### REQUIREMENTS:
1 – Extract everything in the forest ray tracing write-up from "For context it’s" down to "and GPU pressure.", and copy it verbatim.
2 – Continue the forest ray tracing write-up from the point where it stops.
>> Start SOURCE PASSAGE
Opening Notes

For context it’s important to know that we’re building a dense open-world forest. By using our own Nanite assemblies created with Blender Geometry Nodes and then spawning those at scale in an open world using PCG. Trees, branches, foliage, etc, are heavily instanced, so at any given time the scene contains a very large number of visible instances. Since the start of the project we’ve used virtual shadows and software ray tracing lumen as our lighting solution.

Later when we began evaluating hardware ray tracing as an option, we saw that some costs went way up! What first seemed like a simple quality upgrade turned into a deeper investigation into culling, acceleration structure management, and GPU pressure.

When we started to investigate these costs in Unreal Insights, one thing really stood out; MapOcclusionResults. It could spike to +40 ms on occasions!

This post covers how we approached getting ray tracing performace back under control in an instance-heavy environment.

Switching to Hardware Ray Tracing

Nested under MapOcclusionResults we could see STAT_MapHZBResults, telling us what was actually being worked on, the Hierarchical Z-Buffer occlusion processing.

MapOcclusionResults is essentially the point where the engine collects occlusion results, and why this suddenly exploded when we turned on HWRT had to be investigated.

Most of the +40 ms turned out to be the game thread waiting for the GPU to finish its work. When the CPU reached this point it waited for the GPU to catch up. To verify this, I opted out of HWRT to check if the cost of MapOcclusionResults was the same without HWRT. And it was, around 17 ms but without the +40 ms spikes. What changed with HWRT was that the overall GPU pressure grew.

So why did the GPU suddenly become so busy when we switched to HWRT?

Ray Hit Cost

Looking at the GPU stats we could see that it indeed had become very busy, the GPU Time was ~30 ms and the most significant increase was RenderDeferredLighting, which climbed to roughly ~11 ms. Another thing that grew, was LumenReflections. It could get as high as ~2.4 ms and this is higher than expected given that the scene is dominated by rough materials with no visible reflections. And lastly the LumenScreenProbeGather grew to ~6 ms.

I will go into detail of what these stats represents further down.

Comparing the cost of RenderDeferredLighting SWRT to HWRT in a rather GPU taxing scene. HWRT to the right.

LumenReflections grew with 0.5 - 2ms.

LumenScreenProbeGather grew with ~3ms.

On our target hardware, LumenScreenProbeGather could spike beyond 11 ms.

Suspicion grew that our ray tracing hit evaluation were simply too expensive. Which wasn’t too surprising since our materials use a lot of virtual texture lookups, effects and triplanar mapping.

So how do we reduce GPU pressure by lowering the ray hit cost?

Optimizing Ray Hit Shading

First I went for some quick wins and switched ray lighting mode to surface cache instead of hit lighting mode, since most of the surfaces in the scene was rough the visual impact was minimal.

You can read about the difference between surface cache and hit lighting in the unreal documentation. But in short; hit lighting evaluates the lighting at the actual ray hit instead of sampling the lower quality surface cache and thus is more expensive.
>> End SOURCE PASSAGE
>> Start MATERIAL
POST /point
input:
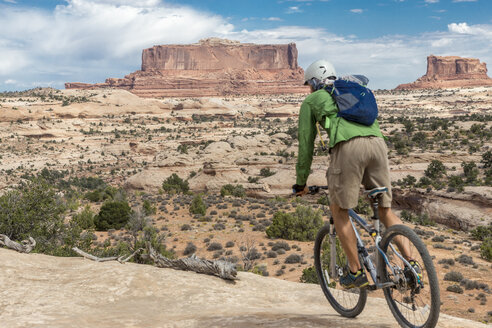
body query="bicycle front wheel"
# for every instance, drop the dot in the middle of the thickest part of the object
(414, 300)
(330, 261)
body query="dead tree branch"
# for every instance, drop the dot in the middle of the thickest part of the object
(25, 246)
(120, 259)
(223, 269)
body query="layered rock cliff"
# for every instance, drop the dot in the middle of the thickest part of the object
(212, 67)
(451, 72)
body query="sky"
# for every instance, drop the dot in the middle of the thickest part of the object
(50, 42)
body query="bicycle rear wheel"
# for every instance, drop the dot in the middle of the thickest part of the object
(414, 301)
(348, 302)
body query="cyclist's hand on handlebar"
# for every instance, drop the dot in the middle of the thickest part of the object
>> End MATERIAL
### ANSWERS PER TASK:
1 –
For context it’s important to know that we’re building a dense open-world forest. By using our own Nanite assemblies created with Blender Geometry Nodes and then spawning those at scale in an open world using PCG. Trees, branches, foliage, etc, are heavily instanced, so at any given time the scene contains a very large number of visible instances. Since the start of the project we’ve used virtual shadows and software ray tracing lumen as our lighting solution.

Later when we began evaluating hardware ray tracing as an option, we saw that some costs went way up! What first seemed like a simple quality upgrade turned into a deeper investigation into culling, acceleration structure management, and GPU pressure.

2 –
I also turned on texture LODs for ray tracing, this enables automatic mip selection in ray tracing materials instead of always sampling the highest-resolution textures. These two options alone gave me ~2 ms.

Now I made sure that only actors of a certain size was included in the ray tracing scene. I wrote a editor script that evaluated our assets bounding size, and automatically excluded anything below a defined threshold. The actors that was too small got contact shadows instead. This significantly reduced the number of ray-traced instances.

Progress! After these changes MapOcclusionResults stayed stable at ~17 ms.
Capture with MapOcclusionResults reduced to roughly 17 ms.

While this was clear progress, the GPU was still under heavy pressure, and ~17 ms was still more than we could afford, even if the cost was now stable.

GPU time was still very high.

Now I wanted to get back on track and focus on getting the GPU pressure down and making the ray hit cost even lower.

Ray Tracing Quality Switch

This made me revisit our materials. I started going through the worst offenders and wiring them to the RayTracingQualitySwitchReplace node, making sure that our ray traced evaluation path was cheaper wherever possible.

I stripped the ray tracing branch down to the essentials. In addition to removing normal maps, subsurface, and ambient occlusion, I tried to remove as many texture lookups as possible and replace them with constants.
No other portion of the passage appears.